**Objectif:**
Pouvez-vous repérer chaque ligne du matériel ci-dessous qui contient le mot « metal » et la recopier ? Tenez compte de la casse.

■ ■ ■

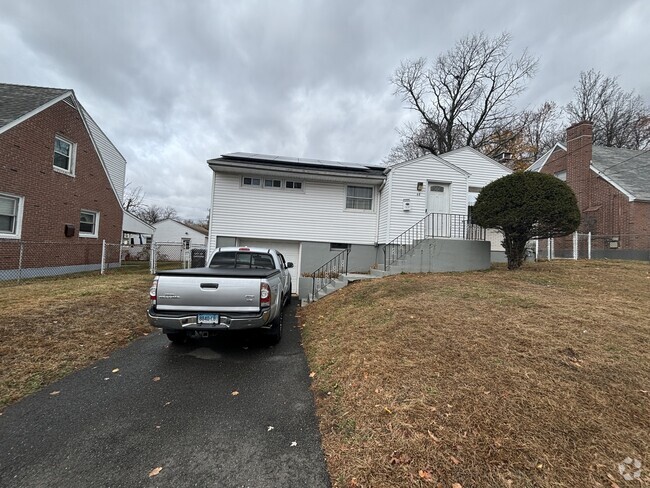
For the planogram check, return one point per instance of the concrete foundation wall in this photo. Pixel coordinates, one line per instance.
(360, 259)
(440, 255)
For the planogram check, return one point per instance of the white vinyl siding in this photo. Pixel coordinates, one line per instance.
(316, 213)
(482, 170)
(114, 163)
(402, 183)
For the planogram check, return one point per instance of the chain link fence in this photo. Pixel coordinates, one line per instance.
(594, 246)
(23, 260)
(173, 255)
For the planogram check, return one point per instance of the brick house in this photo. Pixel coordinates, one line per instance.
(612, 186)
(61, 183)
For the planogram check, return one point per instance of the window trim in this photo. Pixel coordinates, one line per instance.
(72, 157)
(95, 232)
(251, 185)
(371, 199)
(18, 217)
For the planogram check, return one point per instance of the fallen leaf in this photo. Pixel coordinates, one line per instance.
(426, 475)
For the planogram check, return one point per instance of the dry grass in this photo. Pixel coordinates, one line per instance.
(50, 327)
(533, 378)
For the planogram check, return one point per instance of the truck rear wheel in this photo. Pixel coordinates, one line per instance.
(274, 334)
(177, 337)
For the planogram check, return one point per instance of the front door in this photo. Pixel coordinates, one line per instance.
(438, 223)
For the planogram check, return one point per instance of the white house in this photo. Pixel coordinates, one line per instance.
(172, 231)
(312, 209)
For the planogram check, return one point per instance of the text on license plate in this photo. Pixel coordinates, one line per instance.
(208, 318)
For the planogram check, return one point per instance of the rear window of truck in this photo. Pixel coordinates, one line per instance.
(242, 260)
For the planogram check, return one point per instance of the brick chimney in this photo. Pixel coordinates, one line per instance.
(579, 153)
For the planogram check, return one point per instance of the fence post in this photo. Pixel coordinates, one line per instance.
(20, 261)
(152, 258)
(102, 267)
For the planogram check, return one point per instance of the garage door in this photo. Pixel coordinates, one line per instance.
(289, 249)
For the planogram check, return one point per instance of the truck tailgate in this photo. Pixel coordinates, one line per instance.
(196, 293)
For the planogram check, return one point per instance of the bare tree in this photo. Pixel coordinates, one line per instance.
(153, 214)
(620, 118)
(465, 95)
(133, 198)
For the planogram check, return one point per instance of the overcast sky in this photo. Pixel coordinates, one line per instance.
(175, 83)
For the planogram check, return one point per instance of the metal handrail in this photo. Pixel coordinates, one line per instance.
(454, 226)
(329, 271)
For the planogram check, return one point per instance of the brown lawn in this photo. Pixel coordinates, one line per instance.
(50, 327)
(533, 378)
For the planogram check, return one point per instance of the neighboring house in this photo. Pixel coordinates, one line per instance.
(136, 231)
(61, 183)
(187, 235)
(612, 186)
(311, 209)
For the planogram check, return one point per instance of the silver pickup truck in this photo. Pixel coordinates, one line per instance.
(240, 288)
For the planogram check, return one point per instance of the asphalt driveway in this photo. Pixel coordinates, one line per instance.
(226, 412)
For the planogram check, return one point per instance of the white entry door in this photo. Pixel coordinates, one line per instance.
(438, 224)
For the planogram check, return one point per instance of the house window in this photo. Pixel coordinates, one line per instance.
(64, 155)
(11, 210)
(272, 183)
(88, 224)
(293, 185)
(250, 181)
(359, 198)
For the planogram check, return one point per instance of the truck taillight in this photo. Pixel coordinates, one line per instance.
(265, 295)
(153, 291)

■ ■ ■

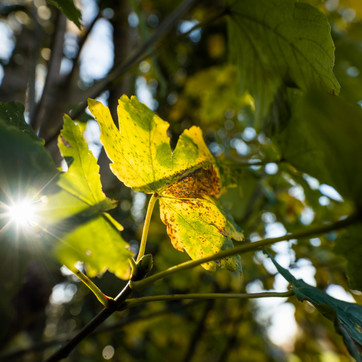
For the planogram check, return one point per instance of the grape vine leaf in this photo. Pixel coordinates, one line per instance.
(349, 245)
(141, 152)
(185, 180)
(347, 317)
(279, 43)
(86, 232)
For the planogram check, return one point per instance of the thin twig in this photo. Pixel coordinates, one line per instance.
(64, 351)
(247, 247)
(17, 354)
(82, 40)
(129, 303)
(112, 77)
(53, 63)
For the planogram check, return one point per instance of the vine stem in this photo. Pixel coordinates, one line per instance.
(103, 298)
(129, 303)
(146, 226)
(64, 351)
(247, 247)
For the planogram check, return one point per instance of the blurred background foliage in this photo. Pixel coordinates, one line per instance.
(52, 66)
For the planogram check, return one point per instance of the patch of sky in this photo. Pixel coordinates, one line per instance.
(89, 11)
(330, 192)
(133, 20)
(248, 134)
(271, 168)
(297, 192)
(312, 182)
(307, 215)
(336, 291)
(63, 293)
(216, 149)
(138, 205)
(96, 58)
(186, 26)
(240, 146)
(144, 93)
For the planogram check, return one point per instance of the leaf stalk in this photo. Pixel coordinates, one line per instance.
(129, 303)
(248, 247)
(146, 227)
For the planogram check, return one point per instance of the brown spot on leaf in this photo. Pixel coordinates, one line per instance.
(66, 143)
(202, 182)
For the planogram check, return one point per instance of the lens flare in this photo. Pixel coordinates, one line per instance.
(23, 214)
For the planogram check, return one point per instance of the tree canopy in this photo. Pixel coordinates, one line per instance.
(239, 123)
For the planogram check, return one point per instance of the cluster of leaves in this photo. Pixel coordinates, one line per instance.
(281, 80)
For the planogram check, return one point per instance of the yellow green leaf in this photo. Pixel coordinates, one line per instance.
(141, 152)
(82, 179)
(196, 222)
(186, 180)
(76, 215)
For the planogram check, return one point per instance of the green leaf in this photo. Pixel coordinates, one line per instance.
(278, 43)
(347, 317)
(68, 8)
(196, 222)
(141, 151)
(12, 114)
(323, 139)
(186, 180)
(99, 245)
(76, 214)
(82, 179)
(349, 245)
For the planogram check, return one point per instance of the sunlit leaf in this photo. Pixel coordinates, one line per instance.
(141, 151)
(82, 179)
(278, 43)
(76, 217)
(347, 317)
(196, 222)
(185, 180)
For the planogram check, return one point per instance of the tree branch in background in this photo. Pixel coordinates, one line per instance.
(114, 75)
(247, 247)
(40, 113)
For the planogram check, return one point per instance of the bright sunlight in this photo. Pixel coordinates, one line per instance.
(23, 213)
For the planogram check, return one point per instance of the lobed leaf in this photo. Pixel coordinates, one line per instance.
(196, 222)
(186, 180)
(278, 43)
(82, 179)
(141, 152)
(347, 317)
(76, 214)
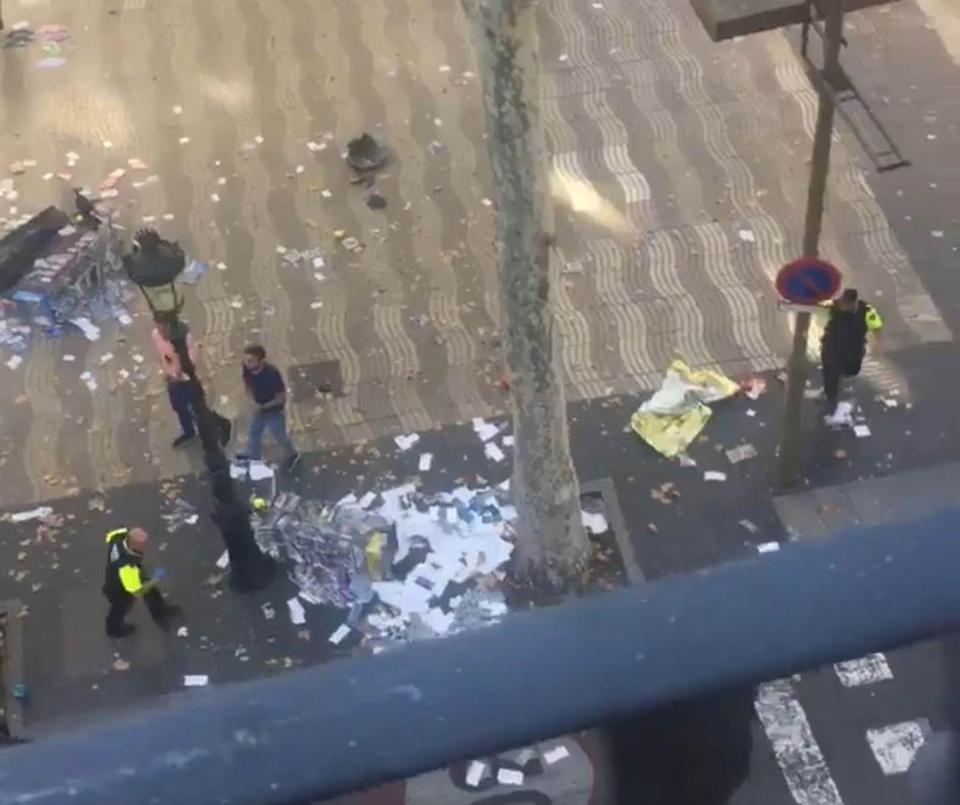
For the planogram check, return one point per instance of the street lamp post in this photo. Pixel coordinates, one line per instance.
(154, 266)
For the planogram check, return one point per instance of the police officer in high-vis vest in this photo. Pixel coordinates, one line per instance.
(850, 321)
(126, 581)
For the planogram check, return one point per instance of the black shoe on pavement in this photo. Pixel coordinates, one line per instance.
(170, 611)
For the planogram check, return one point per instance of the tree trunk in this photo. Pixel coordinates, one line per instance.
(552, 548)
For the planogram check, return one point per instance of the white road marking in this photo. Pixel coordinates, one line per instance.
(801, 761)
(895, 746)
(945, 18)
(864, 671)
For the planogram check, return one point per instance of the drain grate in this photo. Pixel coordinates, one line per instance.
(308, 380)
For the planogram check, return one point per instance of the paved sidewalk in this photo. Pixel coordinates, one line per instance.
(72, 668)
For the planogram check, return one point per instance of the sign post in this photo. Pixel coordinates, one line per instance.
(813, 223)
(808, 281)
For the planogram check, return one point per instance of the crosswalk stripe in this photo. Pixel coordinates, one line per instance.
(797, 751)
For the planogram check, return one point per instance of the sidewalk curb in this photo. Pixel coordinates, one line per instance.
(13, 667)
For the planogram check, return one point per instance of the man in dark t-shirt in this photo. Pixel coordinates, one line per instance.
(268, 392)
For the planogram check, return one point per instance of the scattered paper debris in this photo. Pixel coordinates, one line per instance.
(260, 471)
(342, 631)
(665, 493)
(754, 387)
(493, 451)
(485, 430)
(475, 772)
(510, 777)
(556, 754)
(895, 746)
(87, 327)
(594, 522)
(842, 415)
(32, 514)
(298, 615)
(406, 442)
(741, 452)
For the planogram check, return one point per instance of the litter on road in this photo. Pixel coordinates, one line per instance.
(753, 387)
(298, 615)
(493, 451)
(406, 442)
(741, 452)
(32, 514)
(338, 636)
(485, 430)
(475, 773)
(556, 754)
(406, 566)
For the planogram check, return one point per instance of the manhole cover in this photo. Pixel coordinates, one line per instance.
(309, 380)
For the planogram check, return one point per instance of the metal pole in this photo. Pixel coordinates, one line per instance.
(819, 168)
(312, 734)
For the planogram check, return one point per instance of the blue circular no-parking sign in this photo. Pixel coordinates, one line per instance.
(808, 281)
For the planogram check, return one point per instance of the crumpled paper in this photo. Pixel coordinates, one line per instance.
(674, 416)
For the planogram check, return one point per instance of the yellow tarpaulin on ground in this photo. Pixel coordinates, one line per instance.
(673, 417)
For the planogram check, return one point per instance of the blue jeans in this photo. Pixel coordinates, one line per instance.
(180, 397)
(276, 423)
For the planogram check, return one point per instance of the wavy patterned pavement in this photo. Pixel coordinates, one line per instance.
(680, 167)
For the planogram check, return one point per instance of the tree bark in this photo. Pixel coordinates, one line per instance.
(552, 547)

■ ■ ■

**Réponse à la tâche:**
For the planogram check, return one point per instance of the metal handrail in this photo. Pixel coordinates, one line per instance.
For the planogram check, return one point per instance of the metal pole in this photo. Pixel coordinates, one line per instance.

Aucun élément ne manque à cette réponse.